**Excerpt**
···

Hypothesis of Autism and Psychosis in the Case of Laura Makepeace Stephen
23 Pages Posted: 2 Apr 2014
Date Written: March 31, 2014
Abstract
Laura Makepeace Stephen, Virginia Woolf’s half-sister from her father’s first marriage, is a figure for whom research has been sparse within the field of literary criticism. The limited corpus of references on her life and mental health condition gives accounts of idiocy, lunacy, schizophrenia, Asperger’s syndrome and sexual abuse.
Born and growing up in the late 1800s, Laura Stephen was probably a victim of crude and still evolving Victorian psychiatric diagnostic systems. Her childhood was spent in a familial environment riddled with prejudice and sheer embarrassment about bringing up a child whose development was not viewed as ‘normal’. From early adulthood, Laura lived in a series of mental institutions which kept her surviving, alleviating her family’s sense of burden, without any treatment interventions in the contemporary sense of the word.

···

**Directions**
1. Reproduce the passage of the Laura Makepeace Stephen abstract between "Hypothesis of Autism" and "and sexual abuse.", inclusive.
2. According to the Laura Makepeace Stephen abstract, how was she related to Virginia Woolf?
3. Extend the Laura Makepeace Stephen abstract beyond its final sentence.
These lines have no connection to the Laura Makepeace Stephen abstract.

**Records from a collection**
···

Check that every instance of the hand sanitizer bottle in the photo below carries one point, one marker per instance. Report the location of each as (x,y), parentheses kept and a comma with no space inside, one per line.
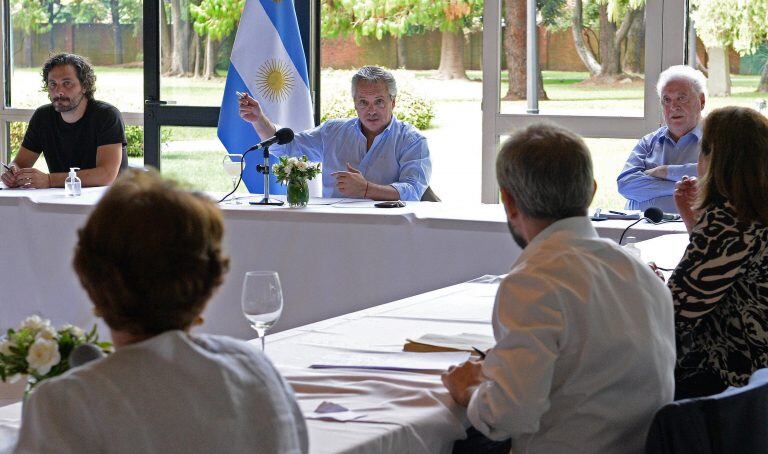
(632,248)
(72,183)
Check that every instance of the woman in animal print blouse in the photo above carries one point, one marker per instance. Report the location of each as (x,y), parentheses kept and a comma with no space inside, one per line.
(720,287)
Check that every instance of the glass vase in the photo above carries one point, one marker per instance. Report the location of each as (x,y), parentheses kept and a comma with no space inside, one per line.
(298,193)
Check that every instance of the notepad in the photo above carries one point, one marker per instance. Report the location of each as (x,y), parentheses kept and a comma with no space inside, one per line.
(448,343)
(398,361)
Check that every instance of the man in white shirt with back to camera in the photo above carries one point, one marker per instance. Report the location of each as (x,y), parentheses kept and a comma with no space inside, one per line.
(585,347)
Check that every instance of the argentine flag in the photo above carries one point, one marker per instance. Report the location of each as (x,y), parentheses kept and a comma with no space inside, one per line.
(268,62)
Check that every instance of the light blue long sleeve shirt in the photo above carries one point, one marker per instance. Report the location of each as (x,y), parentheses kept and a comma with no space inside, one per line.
(398,157)
(657,148)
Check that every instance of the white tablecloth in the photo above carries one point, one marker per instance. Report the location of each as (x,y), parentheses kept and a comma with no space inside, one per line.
(405,411)
(332,258)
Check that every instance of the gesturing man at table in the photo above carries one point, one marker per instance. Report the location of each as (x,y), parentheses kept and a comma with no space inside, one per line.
(74,130)
(585,346)
(664,156)
(373,156)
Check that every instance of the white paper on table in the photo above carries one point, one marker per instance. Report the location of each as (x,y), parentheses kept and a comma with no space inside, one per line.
(330,411)
(398,361)
(464,341)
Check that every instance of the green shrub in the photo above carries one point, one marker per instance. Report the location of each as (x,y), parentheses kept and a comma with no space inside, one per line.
(18,128)
(410,108)
(134,135)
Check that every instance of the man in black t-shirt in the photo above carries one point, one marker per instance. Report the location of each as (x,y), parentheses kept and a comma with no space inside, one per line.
(75,130)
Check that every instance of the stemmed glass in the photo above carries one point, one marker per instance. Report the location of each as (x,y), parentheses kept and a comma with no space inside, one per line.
(231,164)
(262,301)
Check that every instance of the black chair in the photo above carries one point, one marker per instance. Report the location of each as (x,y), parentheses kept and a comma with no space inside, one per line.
(734,421)
(429,195)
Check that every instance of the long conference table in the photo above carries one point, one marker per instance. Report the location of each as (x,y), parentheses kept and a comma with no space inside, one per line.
(334,256)
(395,411)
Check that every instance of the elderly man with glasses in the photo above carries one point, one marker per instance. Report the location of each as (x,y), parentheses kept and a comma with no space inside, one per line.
(373,156)
(664,156)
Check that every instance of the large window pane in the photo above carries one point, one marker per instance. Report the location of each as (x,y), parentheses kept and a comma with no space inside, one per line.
(193,65)
(608,158)
(599,79)
(111,40)
(193,157)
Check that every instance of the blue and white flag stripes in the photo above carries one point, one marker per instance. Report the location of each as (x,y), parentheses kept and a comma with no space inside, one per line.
(268,62)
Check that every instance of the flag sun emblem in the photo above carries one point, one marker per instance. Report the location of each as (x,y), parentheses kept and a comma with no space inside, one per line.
(274,80)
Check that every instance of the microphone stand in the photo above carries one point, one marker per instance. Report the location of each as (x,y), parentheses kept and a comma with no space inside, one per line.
(264,169)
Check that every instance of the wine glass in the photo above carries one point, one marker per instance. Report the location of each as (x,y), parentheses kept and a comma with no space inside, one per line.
(262,301)
(231,164)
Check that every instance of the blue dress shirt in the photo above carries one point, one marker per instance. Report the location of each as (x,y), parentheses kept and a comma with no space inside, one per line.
(655,149)
(398,157)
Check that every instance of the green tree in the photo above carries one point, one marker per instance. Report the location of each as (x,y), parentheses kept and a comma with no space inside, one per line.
(516,40)
(741,24)
(614,20)
(402,17)
(35,17)
(215,19)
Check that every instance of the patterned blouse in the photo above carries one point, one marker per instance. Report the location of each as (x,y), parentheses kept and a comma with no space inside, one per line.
(720,292)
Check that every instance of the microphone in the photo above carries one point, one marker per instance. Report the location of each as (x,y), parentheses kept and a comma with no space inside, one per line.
(281,137)
(84,353)
(652,214)
(655,215)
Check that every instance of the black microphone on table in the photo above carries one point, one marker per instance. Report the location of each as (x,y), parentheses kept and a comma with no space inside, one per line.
(281,137)
(653,214)
(84,353)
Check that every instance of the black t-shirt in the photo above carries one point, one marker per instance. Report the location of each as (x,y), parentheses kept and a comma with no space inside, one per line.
(66,145)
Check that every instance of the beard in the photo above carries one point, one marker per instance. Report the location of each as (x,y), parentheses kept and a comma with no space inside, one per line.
(516,236)
(67,108)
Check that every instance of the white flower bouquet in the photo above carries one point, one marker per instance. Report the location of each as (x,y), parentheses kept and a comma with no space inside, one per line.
(39,351)
(295,169)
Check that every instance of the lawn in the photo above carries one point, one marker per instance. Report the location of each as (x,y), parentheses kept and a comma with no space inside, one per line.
(194,155)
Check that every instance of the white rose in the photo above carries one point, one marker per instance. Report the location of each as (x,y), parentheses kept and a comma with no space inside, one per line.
(35,323)
(46,333)
(43,354)
(74,330)
(5,347)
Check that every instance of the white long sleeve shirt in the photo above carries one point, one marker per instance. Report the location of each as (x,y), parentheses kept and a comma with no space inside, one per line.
(585,348)
(173,393)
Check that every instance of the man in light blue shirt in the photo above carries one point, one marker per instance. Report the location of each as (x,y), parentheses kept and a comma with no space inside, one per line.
(664,156)
(374,156)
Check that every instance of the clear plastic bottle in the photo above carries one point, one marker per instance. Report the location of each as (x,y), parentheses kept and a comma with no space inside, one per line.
(632,248)
(72,184)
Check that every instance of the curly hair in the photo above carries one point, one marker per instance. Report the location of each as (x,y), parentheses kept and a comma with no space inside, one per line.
(150,255)
(734,144)
(83,68)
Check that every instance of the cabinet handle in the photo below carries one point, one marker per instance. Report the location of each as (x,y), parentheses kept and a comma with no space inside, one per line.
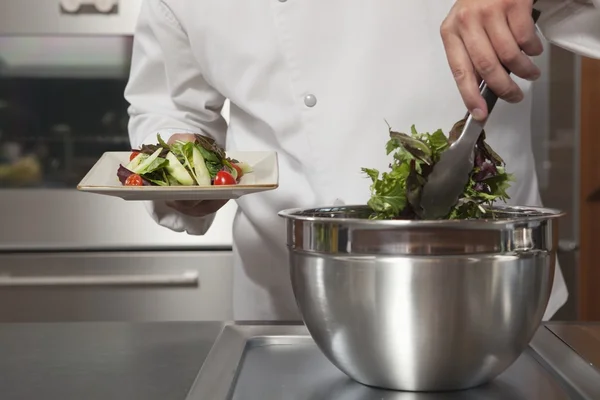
(187,279)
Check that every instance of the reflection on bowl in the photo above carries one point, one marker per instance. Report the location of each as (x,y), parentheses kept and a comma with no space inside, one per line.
(422,305)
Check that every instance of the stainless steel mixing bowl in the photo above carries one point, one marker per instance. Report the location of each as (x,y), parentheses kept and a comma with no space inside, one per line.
(422,305)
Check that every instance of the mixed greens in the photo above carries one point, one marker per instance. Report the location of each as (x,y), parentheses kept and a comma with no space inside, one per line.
(201,162)
(396,194)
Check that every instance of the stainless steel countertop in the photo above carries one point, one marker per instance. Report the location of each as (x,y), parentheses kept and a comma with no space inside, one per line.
(109,361)
(112,360)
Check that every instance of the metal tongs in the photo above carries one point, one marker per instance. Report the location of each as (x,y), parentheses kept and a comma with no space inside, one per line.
(450,175)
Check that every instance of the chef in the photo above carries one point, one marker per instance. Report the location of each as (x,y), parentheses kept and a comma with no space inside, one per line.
(316,82)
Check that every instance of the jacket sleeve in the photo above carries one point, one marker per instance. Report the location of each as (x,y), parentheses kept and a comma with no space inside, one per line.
(168,94)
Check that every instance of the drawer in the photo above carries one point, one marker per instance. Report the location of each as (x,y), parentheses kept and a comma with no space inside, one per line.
(116,286)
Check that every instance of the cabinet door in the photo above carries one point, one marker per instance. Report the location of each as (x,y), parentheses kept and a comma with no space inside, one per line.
(118,286)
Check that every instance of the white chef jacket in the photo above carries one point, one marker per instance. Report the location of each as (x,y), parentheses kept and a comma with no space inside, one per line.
(314,81)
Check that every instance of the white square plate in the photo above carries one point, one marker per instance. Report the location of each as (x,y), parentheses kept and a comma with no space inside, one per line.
(102,179)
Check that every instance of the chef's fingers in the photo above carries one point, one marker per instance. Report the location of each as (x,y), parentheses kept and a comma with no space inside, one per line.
(486,62)
(523,28)
(197,208)
(181,137)
(507,48)
(462,70)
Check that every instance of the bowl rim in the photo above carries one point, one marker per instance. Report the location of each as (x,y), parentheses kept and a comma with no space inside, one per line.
(539,214)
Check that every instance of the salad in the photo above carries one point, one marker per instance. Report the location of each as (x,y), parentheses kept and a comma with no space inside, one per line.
(396,194)
(199,163)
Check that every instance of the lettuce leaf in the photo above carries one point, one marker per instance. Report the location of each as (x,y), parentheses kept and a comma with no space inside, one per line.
(396,194)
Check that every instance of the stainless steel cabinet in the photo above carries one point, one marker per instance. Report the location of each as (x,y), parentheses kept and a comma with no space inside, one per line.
(117,286)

···

**Answers**
1.
Hypothesis of Autism and Psychosis in the Case of Laura Makepeace Stephen
23 Pages Posted: 2 Apr 2014
Date Written: March 31, 2014
Abstract
Laura Makepeace Stephen, Virginia Woolf’s half-sister from her father’s first marriage, is a figure for whom research has been sparse within the field of literary criticism. The limited corpus of references on her life and mental health condition gives accounts of idiocy, lunacy, schizophrenia, Asperger’s syndrome and sexual abuse.

2. She was Virginia Woolf's half-sister from her father's first marriage.

3.
In contrast to conjectures made to date on the conditions of her mental health, in this paper we propose the hypothesis that Laura Stephen suffered from autism and, at times, a co-morbid psychosis, and consider the complexity of her case by examining biological, psychological and social dimensions of her life.
Keywords: Idiot, Lunatic, Intellectual disability, Autism, Co-morbid psychosis, Behaviour, Social interaction, Oral hygiene, Sexual abuse.